◆ Text passage ◆
++++
Scientific classification
- Kingdom: Animalia
- Phylum: Chordata
- Class: Aves
- Order: Passeriformes
- Family: Acanthizidae
- Genus: Hylacola
- Species: H. cauta
- Binomial name: Hylacola cauta Gould, 1843
- Subspecies: H. c. macrorhyncha - (Schodde & Mason, IJ, 1999); H. c. cauta - Gould, 1843; H. c. halmaturina - (Mathews, 1912); H. c. whitlocki - (Mathews, 1912);
- Synonyms: Calamanthus cautus Hylacola cautus Sericornis cautus

= Shy heathwren =

- Genus: Hylacola
- Species: cauta
- Authority: Gould, 1843
- Conservation status: LC
- Synonyms: Calamanthus cautus, Hylacola cautus, Sericornis cautus

Species of bird

The shy heathwren (Hylacola cauta) is a species of small bird in the family Acanthizidae, endemic to Australia. They inhabit mostly mallee woodland that has relatively dense shrub and heath understorey.

==Taxonomy==
Their taxonomic name was formerly Calamanthus cautus—classing them as fieldwrens—until they were renamed in 2008. The generic name Hylacola derives from the Greek hylē 'woodland' and the Latin -cola 'dweller'. The specific epithet derives from the Latin cautus 'shy, wary'. Common names for the species include shy hylacola and mallee heathwren. Four subspecies have been recognised: the nominate subspecies Hylacola cauta cauta in South Australia and Victoria; H. c. macrorhynchus in New South Wales; H. c. halmaturina on Kangaroo Island; and H. c. whitlocki in Western Australia.

==Description==
The birds are cock-tailed with a chestnut rump that darkens towards the tip. Their feathers are white with brown streaking underneath and greyish-brown on the back and crown. They have a white eyebrow, tail tip and patch on the flight feathers, and a black bill. Their eyes are brown to yellowish-brown and legs are slate-brown. Females have slightly duller colouring, and immature birds are duller again with some of these being fawn-coloured underneath. They have a total length when adults of 12–14 cm.
++++
Please return the stretch of the shy heathwren text from "Species of bird" through "and heath understorey.", copied word for word.

◆ Records shown ◆
++++
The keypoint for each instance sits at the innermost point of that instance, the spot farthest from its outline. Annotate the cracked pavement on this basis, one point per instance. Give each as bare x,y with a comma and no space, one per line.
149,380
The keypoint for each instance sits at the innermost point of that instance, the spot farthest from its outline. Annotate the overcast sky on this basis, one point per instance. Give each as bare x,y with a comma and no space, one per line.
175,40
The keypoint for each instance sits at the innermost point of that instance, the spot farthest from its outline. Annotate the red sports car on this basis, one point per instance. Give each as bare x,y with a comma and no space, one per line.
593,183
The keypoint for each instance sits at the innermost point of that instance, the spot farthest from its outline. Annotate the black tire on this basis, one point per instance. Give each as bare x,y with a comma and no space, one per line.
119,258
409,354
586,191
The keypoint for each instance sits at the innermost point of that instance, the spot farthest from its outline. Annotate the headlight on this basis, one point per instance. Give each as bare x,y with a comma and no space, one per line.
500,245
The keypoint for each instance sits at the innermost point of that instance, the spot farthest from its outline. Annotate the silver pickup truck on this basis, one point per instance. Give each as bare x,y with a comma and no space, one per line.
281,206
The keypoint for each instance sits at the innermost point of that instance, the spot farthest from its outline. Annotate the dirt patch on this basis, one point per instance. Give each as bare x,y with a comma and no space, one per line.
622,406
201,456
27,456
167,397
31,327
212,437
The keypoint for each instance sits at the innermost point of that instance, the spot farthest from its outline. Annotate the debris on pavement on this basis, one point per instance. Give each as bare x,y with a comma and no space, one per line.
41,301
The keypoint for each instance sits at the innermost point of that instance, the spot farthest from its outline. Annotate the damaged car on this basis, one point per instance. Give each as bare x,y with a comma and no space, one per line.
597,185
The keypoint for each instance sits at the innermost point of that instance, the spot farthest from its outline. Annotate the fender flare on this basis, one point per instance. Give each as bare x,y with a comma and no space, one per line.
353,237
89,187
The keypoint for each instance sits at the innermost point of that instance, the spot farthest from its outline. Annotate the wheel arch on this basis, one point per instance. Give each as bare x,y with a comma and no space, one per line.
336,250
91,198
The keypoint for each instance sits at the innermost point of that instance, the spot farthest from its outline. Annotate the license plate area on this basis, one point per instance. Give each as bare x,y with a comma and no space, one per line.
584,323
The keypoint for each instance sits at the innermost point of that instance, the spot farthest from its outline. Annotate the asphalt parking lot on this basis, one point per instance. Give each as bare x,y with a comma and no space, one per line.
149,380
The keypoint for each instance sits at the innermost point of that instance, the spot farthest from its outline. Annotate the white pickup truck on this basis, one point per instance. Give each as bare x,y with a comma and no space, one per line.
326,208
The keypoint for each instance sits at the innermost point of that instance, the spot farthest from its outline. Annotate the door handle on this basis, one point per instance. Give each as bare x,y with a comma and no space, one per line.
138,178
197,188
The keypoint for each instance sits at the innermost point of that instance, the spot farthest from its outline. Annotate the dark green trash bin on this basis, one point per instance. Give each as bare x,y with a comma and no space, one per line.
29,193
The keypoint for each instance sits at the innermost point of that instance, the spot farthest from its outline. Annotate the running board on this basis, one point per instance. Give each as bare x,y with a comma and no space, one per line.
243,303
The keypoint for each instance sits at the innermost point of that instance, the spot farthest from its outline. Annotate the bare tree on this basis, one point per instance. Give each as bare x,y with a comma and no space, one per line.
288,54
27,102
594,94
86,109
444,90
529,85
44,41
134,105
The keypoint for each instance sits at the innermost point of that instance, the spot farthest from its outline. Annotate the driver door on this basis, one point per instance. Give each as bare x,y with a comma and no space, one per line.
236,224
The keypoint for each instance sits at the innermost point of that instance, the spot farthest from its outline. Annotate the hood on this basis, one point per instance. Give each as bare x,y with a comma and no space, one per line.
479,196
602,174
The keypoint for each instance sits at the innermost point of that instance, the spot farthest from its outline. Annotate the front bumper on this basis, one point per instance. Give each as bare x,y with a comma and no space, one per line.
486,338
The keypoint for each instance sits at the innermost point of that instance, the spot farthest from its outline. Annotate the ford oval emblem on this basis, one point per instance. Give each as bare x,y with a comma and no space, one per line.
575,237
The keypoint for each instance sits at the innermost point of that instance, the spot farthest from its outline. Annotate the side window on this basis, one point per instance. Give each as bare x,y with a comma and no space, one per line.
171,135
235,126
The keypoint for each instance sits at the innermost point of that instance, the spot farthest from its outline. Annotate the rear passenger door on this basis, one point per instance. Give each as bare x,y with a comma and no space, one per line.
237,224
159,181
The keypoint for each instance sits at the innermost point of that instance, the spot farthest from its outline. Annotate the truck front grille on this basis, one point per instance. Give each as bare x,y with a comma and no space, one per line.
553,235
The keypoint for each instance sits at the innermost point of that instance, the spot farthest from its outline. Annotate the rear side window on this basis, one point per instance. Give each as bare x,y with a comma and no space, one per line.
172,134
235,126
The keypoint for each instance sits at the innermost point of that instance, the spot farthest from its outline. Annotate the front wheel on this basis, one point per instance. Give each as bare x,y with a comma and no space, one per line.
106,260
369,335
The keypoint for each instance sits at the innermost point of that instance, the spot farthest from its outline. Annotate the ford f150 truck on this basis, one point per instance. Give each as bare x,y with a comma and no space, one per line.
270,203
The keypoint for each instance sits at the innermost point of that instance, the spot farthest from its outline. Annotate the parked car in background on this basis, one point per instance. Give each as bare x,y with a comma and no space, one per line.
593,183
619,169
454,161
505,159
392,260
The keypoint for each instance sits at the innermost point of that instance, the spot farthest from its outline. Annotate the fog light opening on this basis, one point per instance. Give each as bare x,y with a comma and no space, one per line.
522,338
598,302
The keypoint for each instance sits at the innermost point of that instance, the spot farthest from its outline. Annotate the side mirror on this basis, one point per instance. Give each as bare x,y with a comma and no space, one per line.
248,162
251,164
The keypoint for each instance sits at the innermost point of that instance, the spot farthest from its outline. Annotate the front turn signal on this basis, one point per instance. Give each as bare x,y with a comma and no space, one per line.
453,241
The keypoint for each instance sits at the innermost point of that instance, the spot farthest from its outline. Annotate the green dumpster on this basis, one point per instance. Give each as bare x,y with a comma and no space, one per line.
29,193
++++
◆ Reply to the exercise ◆
Species of bird

The shy heathwren (Hylacola cauta) is a species of small bird in the family Acanthizidae, endemic to Australia. They inhabit mostly mallee woodland that has relatively dense shrub and heath understorey.